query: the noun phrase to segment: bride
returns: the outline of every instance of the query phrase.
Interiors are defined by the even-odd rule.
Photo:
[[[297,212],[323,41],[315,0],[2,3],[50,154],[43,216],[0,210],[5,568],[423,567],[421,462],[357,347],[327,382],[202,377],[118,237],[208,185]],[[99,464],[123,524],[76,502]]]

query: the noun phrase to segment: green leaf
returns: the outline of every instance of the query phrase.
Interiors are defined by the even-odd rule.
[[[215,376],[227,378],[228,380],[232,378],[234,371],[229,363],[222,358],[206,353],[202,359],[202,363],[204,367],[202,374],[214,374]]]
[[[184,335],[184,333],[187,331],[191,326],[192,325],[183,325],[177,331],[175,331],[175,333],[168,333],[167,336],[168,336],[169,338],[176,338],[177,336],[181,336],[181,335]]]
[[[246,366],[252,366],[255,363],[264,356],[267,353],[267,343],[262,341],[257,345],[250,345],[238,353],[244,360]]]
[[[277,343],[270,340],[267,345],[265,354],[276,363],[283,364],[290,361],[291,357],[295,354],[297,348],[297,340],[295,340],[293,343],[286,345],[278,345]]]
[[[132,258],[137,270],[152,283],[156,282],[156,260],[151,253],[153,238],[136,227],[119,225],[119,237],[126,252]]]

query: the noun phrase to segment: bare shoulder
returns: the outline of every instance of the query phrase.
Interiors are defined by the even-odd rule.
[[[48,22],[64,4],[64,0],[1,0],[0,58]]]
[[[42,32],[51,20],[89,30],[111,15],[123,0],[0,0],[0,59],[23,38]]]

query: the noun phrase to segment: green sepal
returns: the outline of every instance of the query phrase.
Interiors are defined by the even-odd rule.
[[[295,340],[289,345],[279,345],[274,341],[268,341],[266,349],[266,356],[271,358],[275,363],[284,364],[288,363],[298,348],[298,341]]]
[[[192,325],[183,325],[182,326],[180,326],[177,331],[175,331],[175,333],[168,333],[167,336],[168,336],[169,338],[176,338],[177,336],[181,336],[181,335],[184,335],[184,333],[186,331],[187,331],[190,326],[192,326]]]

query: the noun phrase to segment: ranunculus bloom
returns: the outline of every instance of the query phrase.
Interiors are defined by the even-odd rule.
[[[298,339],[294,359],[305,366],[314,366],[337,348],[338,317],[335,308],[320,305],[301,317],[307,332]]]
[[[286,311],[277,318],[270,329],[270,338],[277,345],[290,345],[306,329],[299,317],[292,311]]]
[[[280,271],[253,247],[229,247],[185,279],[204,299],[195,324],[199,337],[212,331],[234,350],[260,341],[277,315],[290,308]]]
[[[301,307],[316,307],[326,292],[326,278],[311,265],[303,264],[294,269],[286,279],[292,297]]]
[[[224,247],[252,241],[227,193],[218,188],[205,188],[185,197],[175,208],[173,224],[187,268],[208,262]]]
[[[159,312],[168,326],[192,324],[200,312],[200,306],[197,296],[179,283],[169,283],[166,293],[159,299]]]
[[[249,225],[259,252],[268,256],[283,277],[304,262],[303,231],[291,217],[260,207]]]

* * * * * * *

WORK INSTRUCTIONS ->
Substitute "contour" for every "outline" in the items above and write them out again, changing nothing else.

SOLUTION FOR THIS PROBLEM ->
query: the noun phrase to segment: bride
returns: the contour of every instance of the query phrase.
Interiors are defined by the even-odd rule.
Photo:
[[[297,212],[323,41],[315,0],[2,3],[50,154],[43,216],[0,210],[5,568],[423,567],[421,462],[357,347],[327,382],[202,377],[118,237],[208,185]],[[99,464],[123,524],[76,502]]]

query: the noun phrase to segment: green leaf
returns: the contour of every instance of the query phrase.
Interiors are defined by the even-odd rule.
[[[215,376],[227,378],[228,380],[232,378],[234,371],[229,363],[222,358],[206,353],[202,359],[202,363],[204,367],[202,374],[214,374]]]
[[[184,335],[184,333],[187,331],[191,326],[192,325],[183,325],[177,331],[175,331],[175,333],[168,333],[167,336],[168,336],[169,338],[176,338],[177,336],[181,336],[181,335]]]
[[[246,366],[252,366],[255,363],[264,356],[267,353],[267,343],[262,341],[257,345],[250,345],[238,353],[244,360]]]
[[[277,343],[270,340],[267,345],[265,354],[276,363],[283,364],[290,361],[291,357],[295,354],[297,348],[297,340],[295,340],[293,343],[286,345],[278,345]]]
[[[132,258],[137,270],[152,283],[156,282],[156,260],[151,253],[153,238],[136,227],[119,225],[119,237],[126,252]]]

query: the noun phrase to segment: bare shoulder
returns: the contour of every instance of the query phrase.
Interiors are defined by the even-odd rule.
[[[48,22],[64,4],[64,0],[1,0],[0,58]]]
[[[42,32],[51,20],[89,30],[111,15],[123,0],[0,0],[0,59],[23,38]]]

query: the noun phrase to segment: green sepal
returns: the contour of every instance of the query phrase.
Interiors are defined by the even-odd rule.
[[[295,340],[289,345],[279,345],[274,341],[268,341],[266,349],[266,356],[271,358],[275,363],[284,364],[288,363],[298,348],[298,341]]]
[[[192,325],[183,325],[182,326],[180,326],[177,331],[175,331],[175,333],[168,333],[167,336],[168,336],[169,338],[176,338],[177,336],[181,336],[181,335],[184,335],[184,333],[186,331],[187,331],[190,326],[192,326]]]

query: the noun phrase to segment: ranunculus bloom
returns: the contour of every instance of the query phrase.
Interiors are defined by the even-odd rule.
[[[298,339],[294,359],[305,366],[314,366],[337,348],[338,317],[335,308],[320,305],[301,317],[307,332]]]
[[[286,311],[277,318],[270,329],[270,338],[277,345],[290,345],[306,329],[299,317],[292,311]]]
[[[280,271],[253,247],[229,247],[185,279],[204,299],[195,324],[199,337],[212,331],[234,350],[260,341],[277,315],[290,308]]]
[[[301,307],[316,307],[326,292],[326,278],[311,265],[303,264],[294,269],[286,279],[292,297]]]
[[[224,247],[252,241],[227,193],[218,188],[205,188],[185,197],[175,208],[173,224],[187,268],[208,262]]]
[[[159,312],[168,326],[192,324],[200,312],[200,306],[197,296],[179,283],[169,283],[166,293],[159,299]]]
[[[249,225],[259,252],[268,256],[283,277],[304,262],[303,231],[291,217],[260,207]]]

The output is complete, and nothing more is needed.